Your objective
Copy each line of the records below, from the first through the one that contains "Query: river water", exactly as written.

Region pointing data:
------------------------------
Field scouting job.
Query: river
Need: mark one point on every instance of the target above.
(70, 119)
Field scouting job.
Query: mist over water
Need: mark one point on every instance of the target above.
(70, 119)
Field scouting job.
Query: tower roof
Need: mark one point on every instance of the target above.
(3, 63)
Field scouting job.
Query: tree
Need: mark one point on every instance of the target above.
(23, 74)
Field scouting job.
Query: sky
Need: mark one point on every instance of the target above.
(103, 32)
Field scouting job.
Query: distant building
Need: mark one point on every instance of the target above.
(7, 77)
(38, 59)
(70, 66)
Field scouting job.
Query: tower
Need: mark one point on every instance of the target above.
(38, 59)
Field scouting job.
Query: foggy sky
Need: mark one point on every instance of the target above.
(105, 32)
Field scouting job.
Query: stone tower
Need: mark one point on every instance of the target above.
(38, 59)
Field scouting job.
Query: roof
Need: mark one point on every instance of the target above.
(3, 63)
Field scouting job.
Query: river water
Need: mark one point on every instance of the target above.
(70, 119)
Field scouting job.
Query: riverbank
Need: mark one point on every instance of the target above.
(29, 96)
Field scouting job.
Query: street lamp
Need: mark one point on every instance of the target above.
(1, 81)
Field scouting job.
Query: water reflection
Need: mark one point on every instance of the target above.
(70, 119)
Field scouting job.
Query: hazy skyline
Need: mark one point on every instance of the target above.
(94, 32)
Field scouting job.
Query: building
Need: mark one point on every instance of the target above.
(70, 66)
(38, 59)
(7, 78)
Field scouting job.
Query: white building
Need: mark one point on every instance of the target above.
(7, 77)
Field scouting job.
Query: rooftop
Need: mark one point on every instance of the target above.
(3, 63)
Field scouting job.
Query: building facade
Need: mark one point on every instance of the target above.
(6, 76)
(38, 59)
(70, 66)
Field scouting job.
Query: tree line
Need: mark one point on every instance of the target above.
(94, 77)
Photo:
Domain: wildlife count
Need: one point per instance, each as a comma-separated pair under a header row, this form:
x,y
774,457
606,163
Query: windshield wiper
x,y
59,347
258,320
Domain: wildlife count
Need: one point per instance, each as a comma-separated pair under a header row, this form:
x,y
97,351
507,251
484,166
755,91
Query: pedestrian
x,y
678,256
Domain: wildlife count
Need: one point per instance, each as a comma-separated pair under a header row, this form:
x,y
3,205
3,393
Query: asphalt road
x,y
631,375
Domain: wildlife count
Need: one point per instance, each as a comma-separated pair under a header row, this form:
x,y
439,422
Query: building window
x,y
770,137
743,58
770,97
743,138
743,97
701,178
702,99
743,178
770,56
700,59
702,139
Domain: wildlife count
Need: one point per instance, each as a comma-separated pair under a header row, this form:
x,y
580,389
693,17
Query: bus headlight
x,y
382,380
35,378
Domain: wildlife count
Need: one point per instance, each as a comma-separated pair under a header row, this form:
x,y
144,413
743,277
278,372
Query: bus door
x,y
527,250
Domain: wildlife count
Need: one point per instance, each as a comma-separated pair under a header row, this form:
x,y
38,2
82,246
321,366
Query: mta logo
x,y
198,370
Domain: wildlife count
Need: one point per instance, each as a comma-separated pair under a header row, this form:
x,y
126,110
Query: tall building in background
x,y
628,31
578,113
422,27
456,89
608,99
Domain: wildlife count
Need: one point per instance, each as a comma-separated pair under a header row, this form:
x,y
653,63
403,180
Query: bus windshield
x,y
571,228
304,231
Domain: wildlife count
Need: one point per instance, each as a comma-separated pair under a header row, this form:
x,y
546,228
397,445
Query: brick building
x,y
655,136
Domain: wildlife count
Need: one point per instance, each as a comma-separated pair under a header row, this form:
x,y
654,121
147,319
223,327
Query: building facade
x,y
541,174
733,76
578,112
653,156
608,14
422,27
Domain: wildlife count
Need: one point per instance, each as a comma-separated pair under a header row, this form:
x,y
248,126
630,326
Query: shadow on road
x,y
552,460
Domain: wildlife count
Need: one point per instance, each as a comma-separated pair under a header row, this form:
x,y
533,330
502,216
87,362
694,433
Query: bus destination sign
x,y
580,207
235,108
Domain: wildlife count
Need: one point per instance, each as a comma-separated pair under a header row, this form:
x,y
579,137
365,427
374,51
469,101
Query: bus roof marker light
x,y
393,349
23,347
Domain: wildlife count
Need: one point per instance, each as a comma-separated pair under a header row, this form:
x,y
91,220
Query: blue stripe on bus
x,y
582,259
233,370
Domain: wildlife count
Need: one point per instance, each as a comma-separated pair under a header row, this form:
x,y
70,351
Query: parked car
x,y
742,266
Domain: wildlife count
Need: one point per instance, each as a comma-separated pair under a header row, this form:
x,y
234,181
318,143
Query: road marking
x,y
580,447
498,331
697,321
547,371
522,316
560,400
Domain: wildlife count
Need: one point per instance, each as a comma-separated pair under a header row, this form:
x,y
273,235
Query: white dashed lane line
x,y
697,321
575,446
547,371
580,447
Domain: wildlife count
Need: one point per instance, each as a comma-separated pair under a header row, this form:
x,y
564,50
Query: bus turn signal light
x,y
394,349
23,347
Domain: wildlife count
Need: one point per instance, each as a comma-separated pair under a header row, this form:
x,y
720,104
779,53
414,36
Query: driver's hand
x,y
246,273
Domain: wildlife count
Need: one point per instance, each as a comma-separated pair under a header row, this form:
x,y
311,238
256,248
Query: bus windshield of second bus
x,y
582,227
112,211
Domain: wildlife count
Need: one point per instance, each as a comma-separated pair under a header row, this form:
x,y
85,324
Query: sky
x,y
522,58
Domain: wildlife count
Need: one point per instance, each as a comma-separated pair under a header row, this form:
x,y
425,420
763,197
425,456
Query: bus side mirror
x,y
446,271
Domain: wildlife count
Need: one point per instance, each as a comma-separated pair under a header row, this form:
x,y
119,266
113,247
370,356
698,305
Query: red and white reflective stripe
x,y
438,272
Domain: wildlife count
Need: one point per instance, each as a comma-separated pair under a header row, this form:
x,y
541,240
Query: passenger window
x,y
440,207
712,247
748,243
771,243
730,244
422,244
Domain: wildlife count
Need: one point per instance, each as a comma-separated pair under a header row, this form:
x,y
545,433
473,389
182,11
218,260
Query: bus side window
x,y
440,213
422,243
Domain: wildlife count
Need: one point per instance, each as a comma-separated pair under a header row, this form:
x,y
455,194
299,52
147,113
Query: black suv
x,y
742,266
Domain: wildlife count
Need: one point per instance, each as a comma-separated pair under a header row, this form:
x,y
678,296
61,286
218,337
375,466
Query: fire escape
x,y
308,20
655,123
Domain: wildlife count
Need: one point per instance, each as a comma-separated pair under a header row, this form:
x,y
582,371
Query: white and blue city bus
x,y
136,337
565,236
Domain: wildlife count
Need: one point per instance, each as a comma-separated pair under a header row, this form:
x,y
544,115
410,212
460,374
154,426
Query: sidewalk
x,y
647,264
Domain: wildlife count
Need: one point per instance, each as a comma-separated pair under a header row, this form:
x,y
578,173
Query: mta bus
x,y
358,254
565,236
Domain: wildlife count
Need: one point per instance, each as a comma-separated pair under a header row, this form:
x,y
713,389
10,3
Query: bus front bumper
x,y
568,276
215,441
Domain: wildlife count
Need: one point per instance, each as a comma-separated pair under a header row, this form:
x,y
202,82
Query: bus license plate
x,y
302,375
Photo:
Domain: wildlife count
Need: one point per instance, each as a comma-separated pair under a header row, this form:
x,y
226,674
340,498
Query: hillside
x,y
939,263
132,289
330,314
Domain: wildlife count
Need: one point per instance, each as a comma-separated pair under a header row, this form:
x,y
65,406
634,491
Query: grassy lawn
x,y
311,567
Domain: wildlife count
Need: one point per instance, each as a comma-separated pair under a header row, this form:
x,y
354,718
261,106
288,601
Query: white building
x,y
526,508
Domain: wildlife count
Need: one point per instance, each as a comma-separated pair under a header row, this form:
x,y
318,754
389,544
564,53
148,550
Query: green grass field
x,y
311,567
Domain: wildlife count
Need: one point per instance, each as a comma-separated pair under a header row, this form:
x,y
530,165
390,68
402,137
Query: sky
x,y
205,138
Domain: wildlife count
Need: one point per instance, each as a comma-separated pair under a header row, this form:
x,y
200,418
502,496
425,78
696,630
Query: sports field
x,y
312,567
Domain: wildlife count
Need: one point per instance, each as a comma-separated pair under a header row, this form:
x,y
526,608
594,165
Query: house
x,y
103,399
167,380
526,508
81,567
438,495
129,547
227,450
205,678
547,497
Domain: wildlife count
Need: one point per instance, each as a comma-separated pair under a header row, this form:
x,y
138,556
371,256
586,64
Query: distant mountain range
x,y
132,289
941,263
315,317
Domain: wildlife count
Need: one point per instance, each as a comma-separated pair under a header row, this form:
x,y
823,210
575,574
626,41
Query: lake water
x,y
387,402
------------------------------
Solution below
Field scouting job.
Query: river
Need: mark one point on every instance of the target above.
(70, 119)
Field scouting job.
Query: mist over water
Need: mark one point on every instance of the target above.
(70, 119)
Field scouting job.
Query: tower roof
Need: mark one point on every instance of the target above.
(3, 63)
Field scouting job.
Query: tree
Need: mark one point on every instance of the target above.
(23, 74)
Field scouting job.
Query: sky
Need: mark one point on every instance of the target above.
(103, 32)
Field scouting job.
Query: distant building
Need: mark one point on every instance of the target above.
(7, 77)
(38, 59)
(70, 66)
Field scouting job.
Query: tower
Need: mark one point on every instance of the target above.
(38, 59)
Field scouting job.
Query: foggy sky
Need: mark one point on every instance of the target above.
(105, 32)
Field scouting job.
Query: stone tower
Need: mark one point on every instance of the target above.
(38, 59)
Field scouting job.
Query: roof
Need: mark one point on every instance of the target above.
(3, 63)
Field scouting job.
Query: river water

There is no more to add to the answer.